▶ PROMPT: Each line below is to be copied exactly as it appears.

▶ STUDY MATERIAL:
======
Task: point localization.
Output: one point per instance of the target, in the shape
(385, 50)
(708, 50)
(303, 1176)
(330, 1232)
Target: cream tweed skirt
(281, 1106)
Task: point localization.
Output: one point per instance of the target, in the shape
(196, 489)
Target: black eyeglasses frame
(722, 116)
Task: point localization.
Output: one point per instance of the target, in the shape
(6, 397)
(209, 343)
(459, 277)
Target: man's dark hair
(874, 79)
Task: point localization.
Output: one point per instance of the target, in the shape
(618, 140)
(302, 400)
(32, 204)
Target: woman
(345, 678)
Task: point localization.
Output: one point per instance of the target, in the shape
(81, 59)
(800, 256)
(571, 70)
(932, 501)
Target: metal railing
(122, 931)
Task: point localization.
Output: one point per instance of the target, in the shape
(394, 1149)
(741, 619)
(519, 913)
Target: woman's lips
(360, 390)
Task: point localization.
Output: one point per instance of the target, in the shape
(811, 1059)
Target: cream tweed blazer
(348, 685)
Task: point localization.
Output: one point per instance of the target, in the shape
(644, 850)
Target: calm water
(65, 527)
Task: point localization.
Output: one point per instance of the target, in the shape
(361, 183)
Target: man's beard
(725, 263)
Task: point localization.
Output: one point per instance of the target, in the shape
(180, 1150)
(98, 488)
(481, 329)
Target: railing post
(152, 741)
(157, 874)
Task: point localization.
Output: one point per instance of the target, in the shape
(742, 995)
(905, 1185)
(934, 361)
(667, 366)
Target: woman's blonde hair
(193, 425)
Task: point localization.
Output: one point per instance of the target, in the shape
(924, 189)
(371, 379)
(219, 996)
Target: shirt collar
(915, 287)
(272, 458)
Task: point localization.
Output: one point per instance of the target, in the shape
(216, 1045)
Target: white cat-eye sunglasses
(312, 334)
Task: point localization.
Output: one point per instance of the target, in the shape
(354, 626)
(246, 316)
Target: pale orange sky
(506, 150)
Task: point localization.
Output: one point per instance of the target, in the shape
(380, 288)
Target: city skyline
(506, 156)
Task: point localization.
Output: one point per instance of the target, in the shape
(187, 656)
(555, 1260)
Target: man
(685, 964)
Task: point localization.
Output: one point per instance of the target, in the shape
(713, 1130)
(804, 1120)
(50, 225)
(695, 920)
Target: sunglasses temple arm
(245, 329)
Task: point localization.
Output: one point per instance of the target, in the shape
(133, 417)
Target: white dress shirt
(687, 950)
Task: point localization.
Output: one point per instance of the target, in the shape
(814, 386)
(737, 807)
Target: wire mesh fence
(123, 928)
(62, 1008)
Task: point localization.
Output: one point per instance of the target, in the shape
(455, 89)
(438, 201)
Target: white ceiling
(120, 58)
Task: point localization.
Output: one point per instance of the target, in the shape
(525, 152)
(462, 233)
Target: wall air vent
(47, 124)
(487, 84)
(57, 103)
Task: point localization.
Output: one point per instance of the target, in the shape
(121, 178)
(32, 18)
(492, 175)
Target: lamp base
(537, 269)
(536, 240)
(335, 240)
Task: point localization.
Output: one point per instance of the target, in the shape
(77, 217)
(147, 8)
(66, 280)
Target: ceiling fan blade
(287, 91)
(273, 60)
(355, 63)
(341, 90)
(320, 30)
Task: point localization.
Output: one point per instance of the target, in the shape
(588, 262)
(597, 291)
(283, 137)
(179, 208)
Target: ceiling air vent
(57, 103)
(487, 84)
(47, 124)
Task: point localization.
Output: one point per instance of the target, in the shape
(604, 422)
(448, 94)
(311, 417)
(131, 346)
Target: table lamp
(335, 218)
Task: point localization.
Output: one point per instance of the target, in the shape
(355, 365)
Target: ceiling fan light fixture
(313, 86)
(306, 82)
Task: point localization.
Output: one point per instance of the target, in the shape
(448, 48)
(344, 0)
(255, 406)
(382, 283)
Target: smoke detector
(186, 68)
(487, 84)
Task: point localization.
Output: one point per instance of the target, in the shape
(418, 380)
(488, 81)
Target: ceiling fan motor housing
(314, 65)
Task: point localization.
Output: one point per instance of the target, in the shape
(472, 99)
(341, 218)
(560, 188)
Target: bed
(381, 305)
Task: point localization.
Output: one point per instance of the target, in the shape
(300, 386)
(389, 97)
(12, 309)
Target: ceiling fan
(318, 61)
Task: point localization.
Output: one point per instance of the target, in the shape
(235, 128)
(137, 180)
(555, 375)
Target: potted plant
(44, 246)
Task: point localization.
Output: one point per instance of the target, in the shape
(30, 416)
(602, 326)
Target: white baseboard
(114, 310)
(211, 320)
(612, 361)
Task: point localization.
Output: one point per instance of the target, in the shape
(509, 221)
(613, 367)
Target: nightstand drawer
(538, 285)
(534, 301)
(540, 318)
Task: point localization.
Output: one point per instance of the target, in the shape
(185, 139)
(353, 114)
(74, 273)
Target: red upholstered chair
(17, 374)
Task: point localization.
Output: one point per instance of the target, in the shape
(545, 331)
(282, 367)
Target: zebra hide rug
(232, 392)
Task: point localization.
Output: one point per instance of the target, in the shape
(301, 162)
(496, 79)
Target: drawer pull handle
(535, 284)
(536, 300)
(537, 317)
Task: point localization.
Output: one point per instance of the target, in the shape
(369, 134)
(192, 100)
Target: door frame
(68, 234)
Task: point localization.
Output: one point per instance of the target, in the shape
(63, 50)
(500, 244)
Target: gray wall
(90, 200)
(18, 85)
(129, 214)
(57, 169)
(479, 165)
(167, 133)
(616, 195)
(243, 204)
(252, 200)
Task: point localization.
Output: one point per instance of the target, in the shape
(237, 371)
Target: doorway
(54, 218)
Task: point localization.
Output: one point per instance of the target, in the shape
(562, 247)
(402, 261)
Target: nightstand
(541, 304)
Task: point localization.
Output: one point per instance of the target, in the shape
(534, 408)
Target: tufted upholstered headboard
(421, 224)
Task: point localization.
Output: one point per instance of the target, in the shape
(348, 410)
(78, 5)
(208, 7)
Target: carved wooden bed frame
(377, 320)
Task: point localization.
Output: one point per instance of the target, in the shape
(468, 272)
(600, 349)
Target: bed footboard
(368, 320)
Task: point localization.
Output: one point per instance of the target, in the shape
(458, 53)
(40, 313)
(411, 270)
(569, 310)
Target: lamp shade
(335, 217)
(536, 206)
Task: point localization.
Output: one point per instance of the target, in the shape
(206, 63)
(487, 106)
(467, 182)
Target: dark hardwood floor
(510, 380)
======
▶ EXERCISE ANSWER:
Task: point localization.
Output: one point per instance of the target, in the shape
(385, 50)
(708, 50)
(303, 1176)
(330, 1232)
Target: cream tweed skirt
(281, 1106)
Task: point localization.
Output: one point per instance of the target, in the shape
(196, 489)
Target: black eyeglasses frame
(722, 116)
Task: point localization.
Output: one point per instance of the target, in the shape
(6, 397)
(209, 343)
(459, 277)
Target: man's dark hair
(874, 79)
Task: point localization.
Output: one point per instance of the target, in the shape
(618, 140)
(302, 400)
(32, 204)
Target: woman
(345, 678)
Task: point localization.
Output: one point per instance of the target, in the shape
(81, 59)
(800, 256)
(571, 70)
(932, 501)
Target: metal railing
(122, 931)
Task: point localization.
Output: one point per instance of the target, in the shape
(394, 1149)
(741, 619)
(519, 913)
Target: woman's lips
(360, 390)
Task: point localization.
Output: one point per instance of the target, in the shape
(811, 1059)
Target: cream tweed blazer
(348, 685)
Task: point localization.
Output: one point per instance of the target, in the shape
(644, 850)
Target: calm water
(65, 527)
Task: point localization.
Output: one point per instance of the target, in the shape
(361, 183)
Target: man's beard
(725, 263)
Task: point localization.
Output: one point per instance of the target, in the shape
(180, 1150)
(98, 488)
(481, 329)
Target: railing post
(152, 741)
(157, 874)
Task: point localization.
Output: one point per instance of the target, in the shape
(742, 995)
(905, 1185)
(934, 361)
(667, 366)
Target: woman's blonde hair
(193, 425)
Task: point localization.
Output: one point per instance of the target, in the shape
(924, 189)
(371, 379)
(219, 996)
Target: shirt collar
(915, 287)
(272, 458)
Task: point localization.
Output: one point per instance of the target, in the shape
(216, 1045)
Target: white cat-eye sunglasses
(312, 334)
Task: point localization.
Output: one point per instance of the target, in the shape
(354, 626)
(246, 316)
Target: pale orange sky
(506, 150)
Task: point localization.
Output: one point per instance of the target, in the shape
(380, 288)
Target: city skyline
(506, 156)
Task: point localization.
Output: one point per instance of the target, in the shape
(187, 656)
(555, 1260)
Target: man
(685, 964)
Task: point localization.
Output: one point per instance of the target, in the shape
(713, 1130)
(804, 1120)
(50, 225)
(695, 920)
Target: sunglasses temple arm
(245, 329)
Task: point localization.
Output: one point per instance of the target, in the shape
(133, 417)
Target: white dress shirt
(687, 950)
Task: point localization.
Output: one point per instance of the target, in the shape
(814, 386)
(737, 807)
Target: wire mesh fence
(123, 928)
(62, 1008)
Task: point localization.
Output: one point per instance of the target, in the shape
(455, 89)
(438, 201)
Target: white ceiling
(120, 58)
Task: point localization.
Output: one point per instance of the target, in the shape
(525, 152)
(462, 233)
Target: wall air vent
(47, 124)
(487, 84)
(57, 103)
Task: point localization.
Output: one point per instance of the target, in the shape
(121, 178)
(32, 18)
(492, 175)
Target: lamp base
(537, 269)
(536, 240)
(335, 240)
Task: point localization.
Output: one point per instance of the target, in the shape
(77, 217)
(147, 8)
(66, 280)
Target: ceiling fan blade
(287, 91)
(273, 60)
(355, 63)
(341, 90)
(320, 30)
Task: point localization.
Output: one point per instance of the target, in the shape
(588, 262)
(597, 291)
(283, 137)
(179, 208)
Target: ceiling air vent
(57, 103)
(487, 84)
(47, 124)
Task: point localization.
Output: one point per instance of the target, in the shape
(604, 422)
(448, 94)
(311, 417)
(131, 346)
Target: table lamp
(335, 218)
Task: point localization.
Output: one point per instance of the target, in the shape
(355, 365)
Target: ceiling fan light fixture
(313, 86)
(306, 82)
Task: point localization.
Output: one point per instance of the target, in the shape
(448, 48)
(344, 0)
(255, 406)
(382, 283)
Target: smoke detector
(186, 68)
(487, 84)
Task: point localization.
Output: one point per instance of the target, in the shape
(418, 380)
(488, 81)
Target: ceiling fan motor housing
(314, 65)
Task: point localization.
Output: one point per instance of the target, in the shape
(472, 99)
(341, 218)
(560, 188)
Target: bed
(381, 305)
Task: point localization.
Output: one point per instance of the target, in the shape
(300, 386)
(389, 97)
(12, 309)
Target: ceiling fan
(318, 61)
Task: point localization.
Output: one point per instance of the target, in the shape
(235, 128)
(137, 180)
(555, 375)
Target: potted plant
(44, 246)
Task: point localization.
Output: one point per instance of the target, in the shape
(30, 416)
(602, 326)
Target: white baseboard
(114, 310)
(211, 320)
(612, 361)
Task: point localization.
Output: one point per instance of the target, in the shape
(509, 221)
(613, 367)
Target: nightstand drawer
(538, 285)
(534, 301)
(540, 318)
Task: point localization.
Output: one point per instance of the target, in the shape
(185, 139)
(353, 114)
(74, 273)
Target: red upholstered chair
(17, 374)
Task: point localization.
Output: one point per instance of the target, in the shape
(545, 331)
(282, 367)
Target: zebra hide rug
(232, 392)
Task: point localization.
Output: one point per instance of the target, in the shape
(301, 162)
(496, 79)
Target: drawer pull handle
(535, 284)
(536, 300)
(537, 317)
Task: point localization.
Output: one point per instance of the target, in the shape
(369, 134)
(192, 100)
Target: door frame
(68, 234)
Task: point localization.
Output: one point per instance of the target, in the shape
(63, 50)
(500, 244)
Target: gray wall
(90, 200)
(18, 85)
(129, 214)
(57, 169)
(479, 165)
(167, 133)
(616, 195)
(243, 204)
(252, 200)
Task: point localization.
Output: one point per instance of the target, in the shape
(237, 371)
Target: doorway
(54, 218)
Task: point localization.
Output: one point per instance of the target, in the shape
(562, 247)
(402, 261)
Target: nightstand
(541, 304)
Task: point localization.
Output: one point per instance of the target, in the shape
(534, 408)
Target: tufted upholstered headboard
(421, 224)
Task: point localization.
Output: one point per instance of the target, in the shape
(348, 410)
(78, 5)
(208, 7)
Target: carved wooden bed frame
(377, 320)
Task: point localization.
Output: one point per instance of the target, in the shape
(468, 272)
(600, 349)
Target: bed footboard
(368, 320)
Task: point localization.
Output: one point per instance of the target, in the shape
(458, 53)
(40, 313)
(411, 270)
(569, 310)
Target: lamp shade
(335, 217)
(536, 206)
Task: point localization.
Output: one point per instance of the target, in the shape
(206, 63)
(487, 106)
(467, 182)
Target: dark hardwood floor
(510, 380)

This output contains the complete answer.